No tengo la menor duda de que la pompa y circunstancia que observé como millones de televidentes en el mundo el sábado pasado va a ser la última coronación del rey de la Gran Bretaña e Irlanda del Norte en mi vida. No se trata desde luego que no pueda yo presumir que voy a vivir los setenta años que Carlos hubo de esperar a que muriera su madre para heredarle la corona de San Eduardo el confesor, que me dicen pesa más de dos kilos y sólo se usa una vez, en la coronación.

No. El asunto es que, con todo el artificio que rodeó la coronación de Carlos III y Camila –seguramente primera– la monarquía está apunto de abdicar a sus privilegios que tiene cinco siglos: eso ya no se usa.

Debo admitir que de las pocas monarquías que sobreviven, la inglesa es la más persistente; más aún, es la más popular. Los monarcas de las casas reales de países bajos o escandinavos son más bien soportados como un mal histórico necesario. Pero ni siquiera el rey Felipe de España y su disoluta consorte gozan de la popularidad que supo cultivar a lo largo de su reinado la madre de Carlos, Elizabeth Regina. Las decenas de miles que estuvieron como tarados esperando a que el nuevo rey les saludara con una mano bamboleante sí respetan a sus reyes. God Save The King dicen los británicos desde el fin de semana pasado.

Pero pese a todo el aparato que la BBC de Londres armó para hacer una impecable transmisión de televisión de más de diez horas al mundo entero, la estrella –aunque sea el rey– no fue Carlos III. La verdadera ganadora de toda la historia más que telenovelesca mexicana fue una tal Camila Rosemary Shand, nacida en 1947 y hoy por hoy la reina de la Gran Bretaña. 

La historia es suculenta.

Mientras Camila estaba casada con el señor Parker Bowls, también de las pandillas de la nobleza, y él le andaba echando los perros a la princesa Ana, hermana de Carlos, ella y Carlos mantenían un amasiato. No es ningún secreto.

* * * *

### Ejercicio planteado:
Repite palabra por palabra el fragmento del texto sobre la coronación de Carlos III que empieza en "No. El asunto" y termina en "de semana pasado.". Los registros no tienen nada que ver con esto.

Registros de etiquetado de la posición de objetos:

* * * *

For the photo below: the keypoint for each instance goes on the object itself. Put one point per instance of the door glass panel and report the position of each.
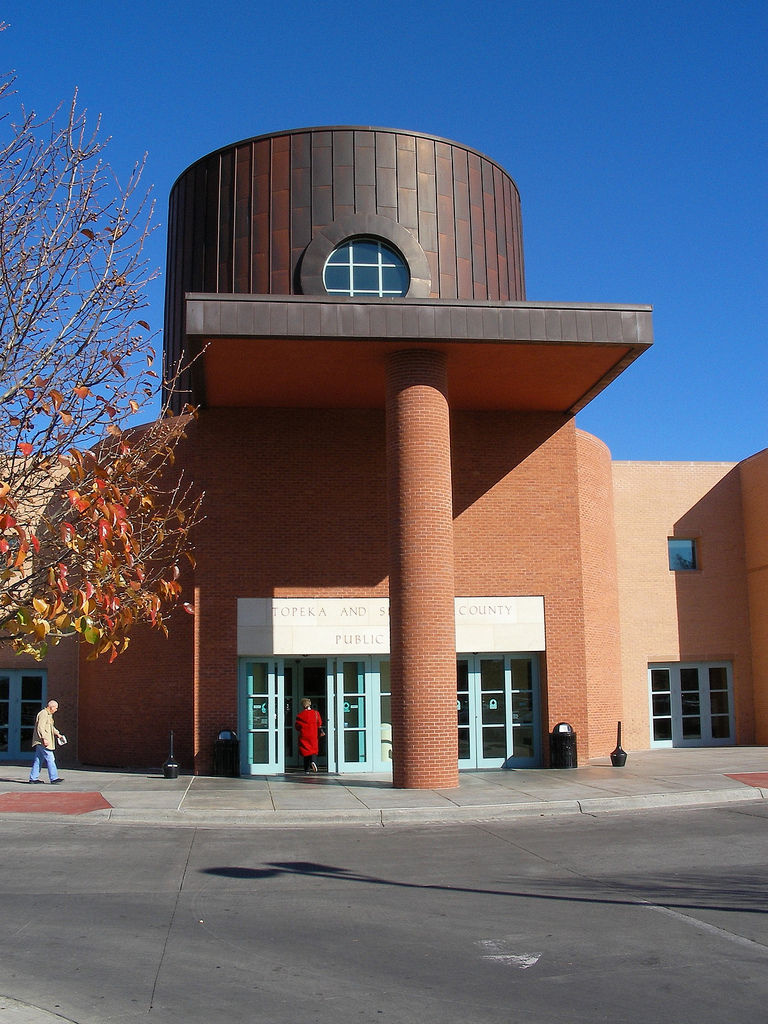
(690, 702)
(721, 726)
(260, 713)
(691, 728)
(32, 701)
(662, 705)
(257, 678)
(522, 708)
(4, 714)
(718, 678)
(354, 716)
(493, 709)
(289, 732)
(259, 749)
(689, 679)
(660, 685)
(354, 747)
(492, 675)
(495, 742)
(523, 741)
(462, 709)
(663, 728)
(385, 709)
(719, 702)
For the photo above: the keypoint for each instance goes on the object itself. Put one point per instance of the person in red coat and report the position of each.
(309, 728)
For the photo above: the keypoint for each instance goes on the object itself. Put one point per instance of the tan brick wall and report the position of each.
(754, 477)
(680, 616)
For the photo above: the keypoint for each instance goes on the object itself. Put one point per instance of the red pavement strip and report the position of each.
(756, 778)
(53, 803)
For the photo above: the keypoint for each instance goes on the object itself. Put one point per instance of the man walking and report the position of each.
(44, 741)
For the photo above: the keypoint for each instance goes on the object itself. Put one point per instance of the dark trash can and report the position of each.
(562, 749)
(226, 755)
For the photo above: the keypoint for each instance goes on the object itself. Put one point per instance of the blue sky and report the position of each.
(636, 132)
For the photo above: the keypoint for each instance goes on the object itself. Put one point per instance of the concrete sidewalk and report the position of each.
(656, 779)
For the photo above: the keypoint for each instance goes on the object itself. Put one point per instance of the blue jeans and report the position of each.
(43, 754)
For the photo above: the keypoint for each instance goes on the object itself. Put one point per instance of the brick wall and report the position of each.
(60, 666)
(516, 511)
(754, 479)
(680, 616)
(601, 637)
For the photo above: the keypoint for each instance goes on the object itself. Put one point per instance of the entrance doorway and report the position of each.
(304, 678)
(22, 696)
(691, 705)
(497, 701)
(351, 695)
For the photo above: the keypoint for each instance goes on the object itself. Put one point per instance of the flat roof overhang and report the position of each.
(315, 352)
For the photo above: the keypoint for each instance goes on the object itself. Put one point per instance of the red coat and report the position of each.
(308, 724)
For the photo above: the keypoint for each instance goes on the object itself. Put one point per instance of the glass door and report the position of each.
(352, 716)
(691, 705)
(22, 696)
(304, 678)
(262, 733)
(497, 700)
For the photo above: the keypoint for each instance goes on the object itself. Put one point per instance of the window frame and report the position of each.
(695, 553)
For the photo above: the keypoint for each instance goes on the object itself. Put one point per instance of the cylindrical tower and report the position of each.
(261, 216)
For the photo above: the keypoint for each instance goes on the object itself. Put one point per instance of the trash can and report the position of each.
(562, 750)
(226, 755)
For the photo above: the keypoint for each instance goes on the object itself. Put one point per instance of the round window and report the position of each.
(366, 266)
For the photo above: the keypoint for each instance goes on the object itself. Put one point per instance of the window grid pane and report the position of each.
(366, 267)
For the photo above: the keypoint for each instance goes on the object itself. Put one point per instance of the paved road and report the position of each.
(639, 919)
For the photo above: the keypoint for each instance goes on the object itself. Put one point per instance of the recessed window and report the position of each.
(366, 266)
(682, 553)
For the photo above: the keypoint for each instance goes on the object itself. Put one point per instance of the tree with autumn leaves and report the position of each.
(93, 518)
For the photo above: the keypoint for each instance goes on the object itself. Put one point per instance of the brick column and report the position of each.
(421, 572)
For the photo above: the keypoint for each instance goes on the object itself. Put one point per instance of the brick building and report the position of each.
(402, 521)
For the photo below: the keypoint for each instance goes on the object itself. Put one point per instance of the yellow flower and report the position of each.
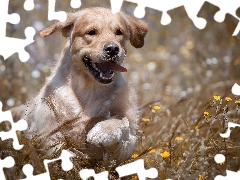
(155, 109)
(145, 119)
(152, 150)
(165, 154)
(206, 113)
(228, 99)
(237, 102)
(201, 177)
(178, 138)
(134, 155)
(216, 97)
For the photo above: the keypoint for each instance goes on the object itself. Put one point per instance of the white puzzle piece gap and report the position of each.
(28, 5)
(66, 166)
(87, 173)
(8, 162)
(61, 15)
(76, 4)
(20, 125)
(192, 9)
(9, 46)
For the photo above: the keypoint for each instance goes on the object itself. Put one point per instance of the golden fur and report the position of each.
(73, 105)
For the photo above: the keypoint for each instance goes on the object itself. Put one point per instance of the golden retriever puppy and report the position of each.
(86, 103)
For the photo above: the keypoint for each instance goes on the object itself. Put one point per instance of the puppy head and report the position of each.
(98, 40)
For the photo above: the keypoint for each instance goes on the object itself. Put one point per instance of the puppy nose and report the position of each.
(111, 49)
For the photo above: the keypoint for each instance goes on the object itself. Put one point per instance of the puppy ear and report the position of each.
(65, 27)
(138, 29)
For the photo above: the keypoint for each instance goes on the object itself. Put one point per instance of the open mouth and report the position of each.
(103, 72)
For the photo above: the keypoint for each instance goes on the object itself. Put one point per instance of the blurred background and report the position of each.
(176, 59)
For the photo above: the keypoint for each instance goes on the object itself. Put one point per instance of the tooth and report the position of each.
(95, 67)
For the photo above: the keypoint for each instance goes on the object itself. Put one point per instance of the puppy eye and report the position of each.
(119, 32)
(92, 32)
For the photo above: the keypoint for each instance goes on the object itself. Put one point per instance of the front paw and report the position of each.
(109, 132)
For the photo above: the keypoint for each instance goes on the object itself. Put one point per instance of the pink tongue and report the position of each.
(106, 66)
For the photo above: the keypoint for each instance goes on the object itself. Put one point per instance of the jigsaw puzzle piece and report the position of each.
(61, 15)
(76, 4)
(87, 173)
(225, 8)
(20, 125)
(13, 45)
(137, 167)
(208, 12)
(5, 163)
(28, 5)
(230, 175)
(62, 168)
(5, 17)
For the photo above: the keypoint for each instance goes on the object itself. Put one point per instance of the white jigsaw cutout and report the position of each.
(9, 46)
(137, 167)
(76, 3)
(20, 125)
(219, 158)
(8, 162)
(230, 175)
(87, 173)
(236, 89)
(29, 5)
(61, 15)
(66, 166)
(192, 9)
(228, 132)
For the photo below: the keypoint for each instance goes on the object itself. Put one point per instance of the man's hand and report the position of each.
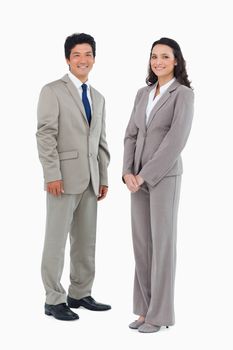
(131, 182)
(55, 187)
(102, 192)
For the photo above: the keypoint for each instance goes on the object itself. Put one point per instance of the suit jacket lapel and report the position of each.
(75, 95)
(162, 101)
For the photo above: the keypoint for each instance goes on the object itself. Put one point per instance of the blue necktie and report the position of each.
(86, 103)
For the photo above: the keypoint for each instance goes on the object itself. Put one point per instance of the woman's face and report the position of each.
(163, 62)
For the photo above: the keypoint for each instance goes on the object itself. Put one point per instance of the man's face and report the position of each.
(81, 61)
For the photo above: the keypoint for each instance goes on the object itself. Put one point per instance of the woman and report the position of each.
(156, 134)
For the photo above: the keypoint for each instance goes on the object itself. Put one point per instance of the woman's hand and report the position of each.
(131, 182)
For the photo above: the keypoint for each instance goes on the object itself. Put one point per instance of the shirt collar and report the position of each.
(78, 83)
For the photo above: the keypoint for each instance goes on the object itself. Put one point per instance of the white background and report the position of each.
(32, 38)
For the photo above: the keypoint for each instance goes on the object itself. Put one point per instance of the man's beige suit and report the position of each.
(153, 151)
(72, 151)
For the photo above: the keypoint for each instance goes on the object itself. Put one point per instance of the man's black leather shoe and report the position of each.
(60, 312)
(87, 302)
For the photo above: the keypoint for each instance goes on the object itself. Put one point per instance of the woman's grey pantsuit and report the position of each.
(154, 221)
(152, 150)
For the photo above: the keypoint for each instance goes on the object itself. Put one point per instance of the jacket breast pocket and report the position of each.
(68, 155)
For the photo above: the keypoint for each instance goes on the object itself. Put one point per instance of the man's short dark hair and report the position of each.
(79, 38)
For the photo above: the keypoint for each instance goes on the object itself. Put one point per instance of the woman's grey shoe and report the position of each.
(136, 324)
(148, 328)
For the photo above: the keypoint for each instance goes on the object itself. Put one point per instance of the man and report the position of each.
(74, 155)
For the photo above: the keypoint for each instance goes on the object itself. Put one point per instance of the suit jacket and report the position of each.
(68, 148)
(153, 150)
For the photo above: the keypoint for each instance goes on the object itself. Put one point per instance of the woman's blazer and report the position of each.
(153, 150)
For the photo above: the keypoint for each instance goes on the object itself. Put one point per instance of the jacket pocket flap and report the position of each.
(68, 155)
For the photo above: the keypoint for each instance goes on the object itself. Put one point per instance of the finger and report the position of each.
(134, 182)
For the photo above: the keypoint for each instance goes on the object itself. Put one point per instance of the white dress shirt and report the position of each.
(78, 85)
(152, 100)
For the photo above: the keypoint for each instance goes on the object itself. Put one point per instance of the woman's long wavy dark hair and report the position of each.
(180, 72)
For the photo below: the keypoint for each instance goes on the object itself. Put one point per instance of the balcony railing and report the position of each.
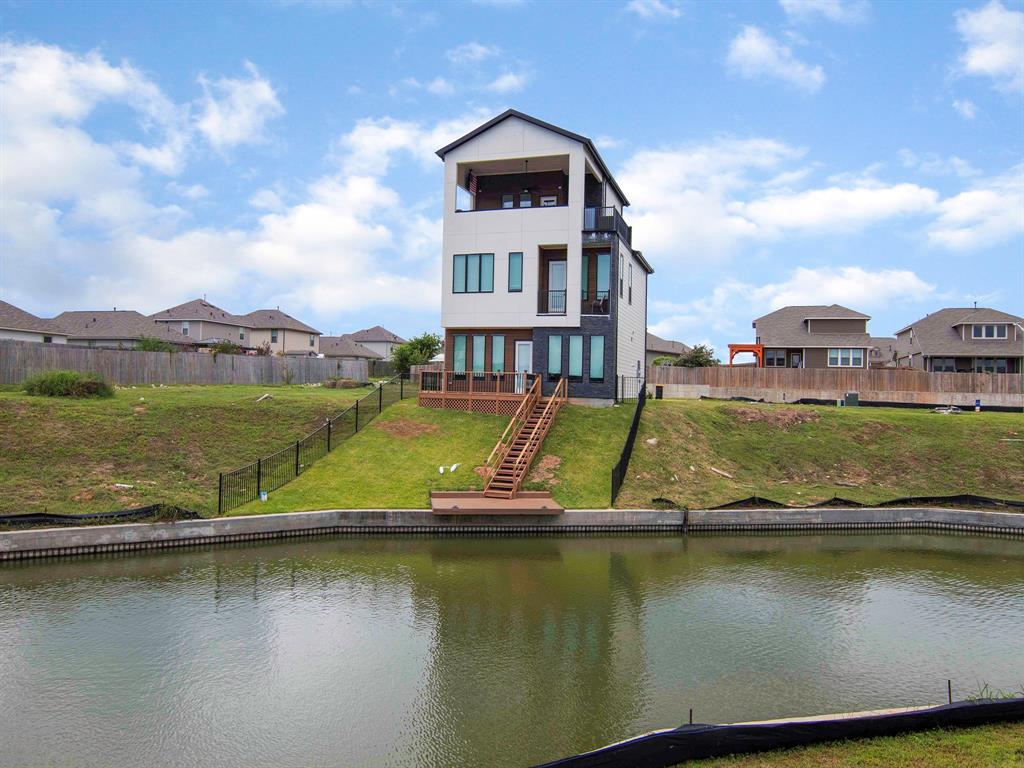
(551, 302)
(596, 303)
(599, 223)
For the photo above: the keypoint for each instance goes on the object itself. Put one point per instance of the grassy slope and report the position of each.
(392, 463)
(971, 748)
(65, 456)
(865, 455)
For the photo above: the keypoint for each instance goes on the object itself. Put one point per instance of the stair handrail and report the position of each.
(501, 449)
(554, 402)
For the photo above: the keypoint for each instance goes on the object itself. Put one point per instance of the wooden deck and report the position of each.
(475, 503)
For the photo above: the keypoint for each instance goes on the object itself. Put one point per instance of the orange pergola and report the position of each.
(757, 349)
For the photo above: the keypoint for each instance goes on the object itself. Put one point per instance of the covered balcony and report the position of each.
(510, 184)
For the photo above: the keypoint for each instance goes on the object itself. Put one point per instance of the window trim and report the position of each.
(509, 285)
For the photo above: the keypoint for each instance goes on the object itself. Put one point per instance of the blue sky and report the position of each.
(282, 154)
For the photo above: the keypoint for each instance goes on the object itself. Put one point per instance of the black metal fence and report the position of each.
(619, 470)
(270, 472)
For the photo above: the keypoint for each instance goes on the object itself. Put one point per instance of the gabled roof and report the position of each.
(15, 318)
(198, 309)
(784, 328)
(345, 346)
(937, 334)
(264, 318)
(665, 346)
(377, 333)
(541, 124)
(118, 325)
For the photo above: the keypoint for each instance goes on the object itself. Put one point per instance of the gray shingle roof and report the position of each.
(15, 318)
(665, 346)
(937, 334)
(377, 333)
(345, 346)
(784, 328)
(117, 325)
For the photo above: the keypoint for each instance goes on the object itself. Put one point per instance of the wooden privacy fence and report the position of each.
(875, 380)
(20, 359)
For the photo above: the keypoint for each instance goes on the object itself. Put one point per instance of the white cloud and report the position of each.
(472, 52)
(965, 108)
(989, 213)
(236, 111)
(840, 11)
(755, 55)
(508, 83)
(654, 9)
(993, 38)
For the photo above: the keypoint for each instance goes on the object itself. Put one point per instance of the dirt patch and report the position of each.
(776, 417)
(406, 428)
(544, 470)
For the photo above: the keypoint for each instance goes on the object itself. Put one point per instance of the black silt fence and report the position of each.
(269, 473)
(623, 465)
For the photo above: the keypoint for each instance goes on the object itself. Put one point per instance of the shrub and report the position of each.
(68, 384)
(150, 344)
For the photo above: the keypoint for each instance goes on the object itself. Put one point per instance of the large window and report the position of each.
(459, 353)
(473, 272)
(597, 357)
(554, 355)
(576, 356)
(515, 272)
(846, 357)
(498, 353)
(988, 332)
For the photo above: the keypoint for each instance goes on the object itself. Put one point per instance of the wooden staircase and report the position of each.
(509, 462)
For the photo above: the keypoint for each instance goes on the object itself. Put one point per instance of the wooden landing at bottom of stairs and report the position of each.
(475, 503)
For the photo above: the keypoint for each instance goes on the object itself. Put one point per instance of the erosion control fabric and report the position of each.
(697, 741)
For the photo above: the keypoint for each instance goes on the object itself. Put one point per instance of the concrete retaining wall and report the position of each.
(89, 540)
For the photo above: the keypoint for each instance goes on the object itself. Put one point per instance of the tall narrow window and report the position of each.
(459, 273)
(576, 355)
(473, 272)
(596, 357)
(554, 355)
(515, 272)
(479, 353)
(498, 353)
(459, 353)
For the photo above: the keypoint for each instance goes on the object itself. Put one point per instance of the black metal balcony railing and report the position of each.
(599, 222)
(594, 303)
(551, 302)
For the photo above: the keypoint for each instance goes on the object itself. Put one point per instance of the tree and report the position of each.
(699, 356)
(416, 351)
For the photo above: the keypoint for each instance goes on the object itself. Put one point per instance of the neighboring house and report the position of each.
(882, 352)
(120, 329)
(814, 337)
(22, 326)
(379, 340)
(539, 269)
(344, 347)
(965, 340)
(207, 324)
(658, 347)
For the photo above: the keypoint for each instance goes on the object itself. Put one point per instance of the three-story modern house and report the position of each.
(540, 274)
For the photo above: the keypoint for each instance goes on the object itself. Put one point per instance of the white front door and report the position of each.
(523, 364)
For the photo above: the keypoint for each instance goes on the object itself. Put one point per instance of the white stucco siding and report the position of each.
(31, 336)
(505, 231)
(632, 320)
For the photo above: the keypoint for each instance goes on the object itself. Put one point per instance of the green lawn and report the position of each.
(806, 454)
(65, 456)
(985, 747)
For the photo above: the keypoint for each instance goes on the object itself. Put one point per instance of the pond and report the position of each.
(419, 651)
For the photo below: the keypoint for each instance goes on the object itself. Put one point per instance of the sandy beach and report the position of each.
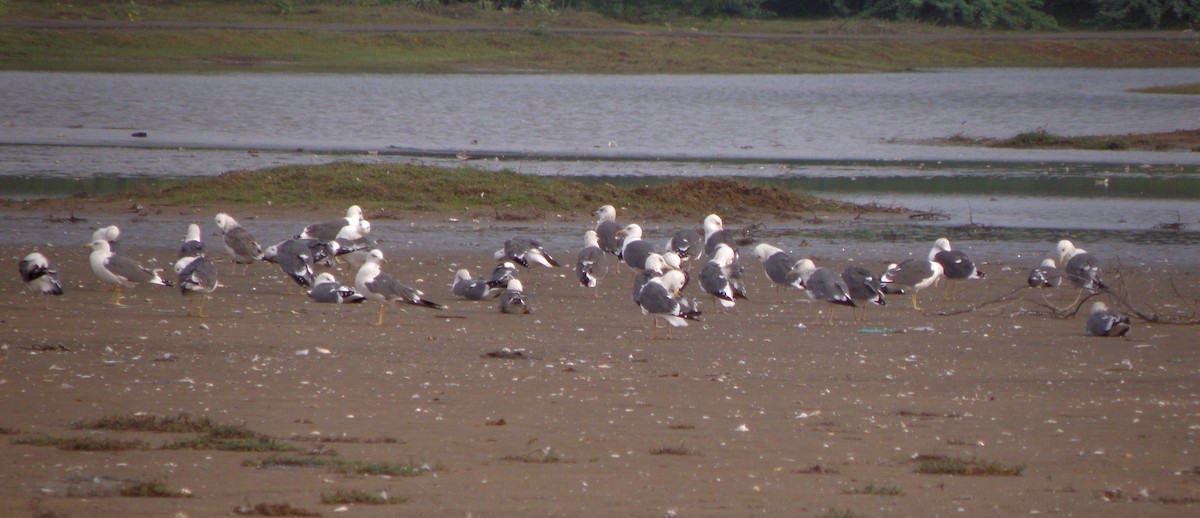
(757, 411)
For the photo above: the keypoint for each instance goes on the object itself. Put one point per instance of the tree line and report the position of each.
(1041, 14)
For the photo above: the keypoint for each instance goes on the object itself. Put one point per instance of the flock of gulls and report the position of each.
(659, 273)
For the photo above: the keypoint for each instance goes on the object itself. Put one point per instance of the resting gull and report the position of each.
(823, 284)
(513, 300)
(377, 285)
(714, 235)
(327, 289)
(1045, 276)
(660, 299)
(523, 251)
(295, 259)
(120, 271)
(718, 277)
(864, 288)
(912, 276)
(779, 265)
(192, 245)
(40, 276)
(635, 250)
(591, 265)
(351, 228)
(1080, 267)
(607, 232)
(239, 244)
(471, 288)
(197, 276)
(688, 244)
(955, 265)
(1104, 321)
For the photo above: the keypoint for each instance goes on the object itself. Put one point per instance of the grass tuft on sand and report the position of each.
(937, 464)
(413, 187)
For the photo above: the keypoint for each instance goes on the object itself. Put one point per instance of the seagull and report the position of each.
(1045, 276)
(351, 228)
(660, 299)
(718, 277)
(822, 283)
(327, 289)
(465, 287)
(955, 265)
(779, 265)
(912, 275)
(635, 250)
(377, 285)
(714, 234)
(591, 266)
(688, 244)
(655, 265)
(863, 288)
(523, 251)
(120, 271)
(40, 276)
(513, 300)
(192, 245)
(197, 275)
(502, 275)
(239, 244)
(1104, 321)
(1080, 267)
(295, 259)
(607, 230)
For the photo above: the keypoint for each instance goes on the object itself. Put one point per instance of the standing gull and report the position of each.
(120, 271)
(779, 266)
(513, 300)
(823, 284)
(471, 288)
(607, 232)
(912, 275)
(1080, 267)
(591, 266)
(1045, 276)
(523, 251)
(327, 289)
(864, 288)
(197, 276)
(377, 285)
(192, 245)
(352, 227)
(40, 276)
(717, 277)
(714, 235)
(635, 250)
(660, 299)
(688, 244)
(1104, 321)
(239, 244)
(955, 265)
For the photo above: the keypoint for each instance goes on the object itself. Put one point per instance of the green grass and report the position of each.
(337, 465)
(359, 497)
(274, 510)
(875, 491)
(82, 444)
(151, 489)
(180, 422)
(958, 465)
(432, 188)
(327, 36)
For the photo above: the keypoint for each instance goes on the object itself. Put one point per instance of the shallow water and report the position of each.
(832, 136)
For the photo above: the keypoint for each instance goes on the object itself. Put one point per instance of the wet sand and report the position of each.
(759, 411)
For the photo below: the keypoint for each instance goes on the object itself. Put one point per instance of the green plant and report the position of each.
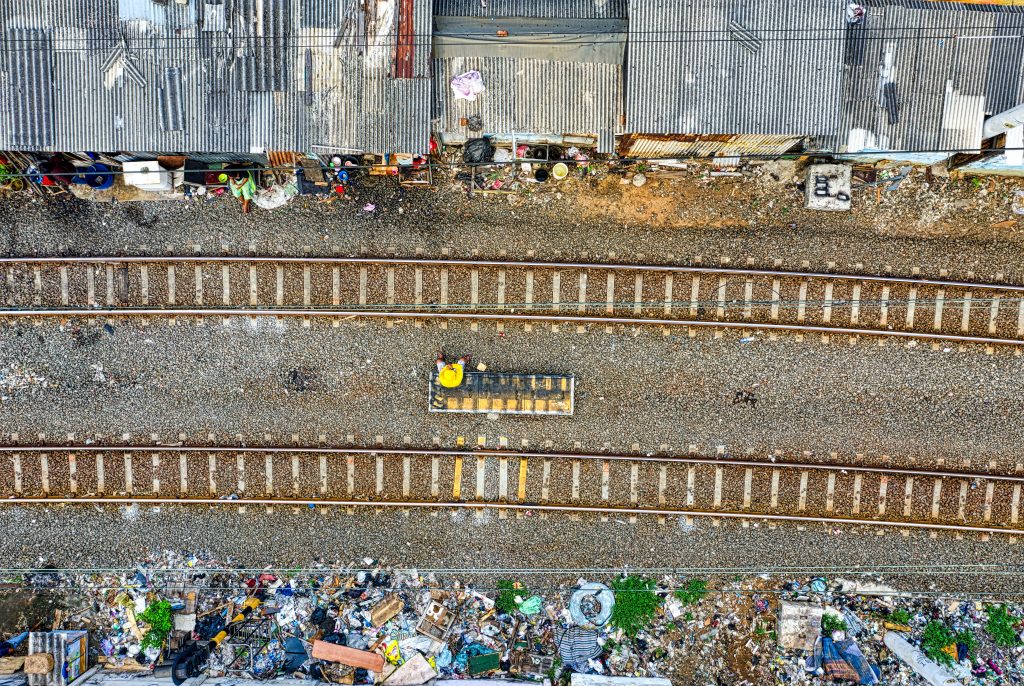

* * * *

### Respuesta completa:
No. El asunto es que, con todo el artificio que rodeó la coronación de Carlos III y Camila –seguramente primera– la monarquía está apunto de abdicar a sus privilegios que tiene cinco siglos: eso ya no se usa.

Debo admitir que de las pocas monarquías que sobreviven, la inglesa es la más persistente; más aún, es la más popular. Los monarcas de las casas reales de países bajos o escandinavos son más bien soportados como un mal histórico necesario. Pero ni siquiera el rey Felipe de España y su disoluta consorte gozan de la popularidad que supo cultivar a lo largo de su reinado la madre de Carlos, Elizabeth Regina. Las decenas de miles que estuvieron como tarados esperando a que el nuevo rey les saludara con una mano bamboleante sí respetan a sus reyes. God Save The King dicen los británicos desde el fin de semana pasado.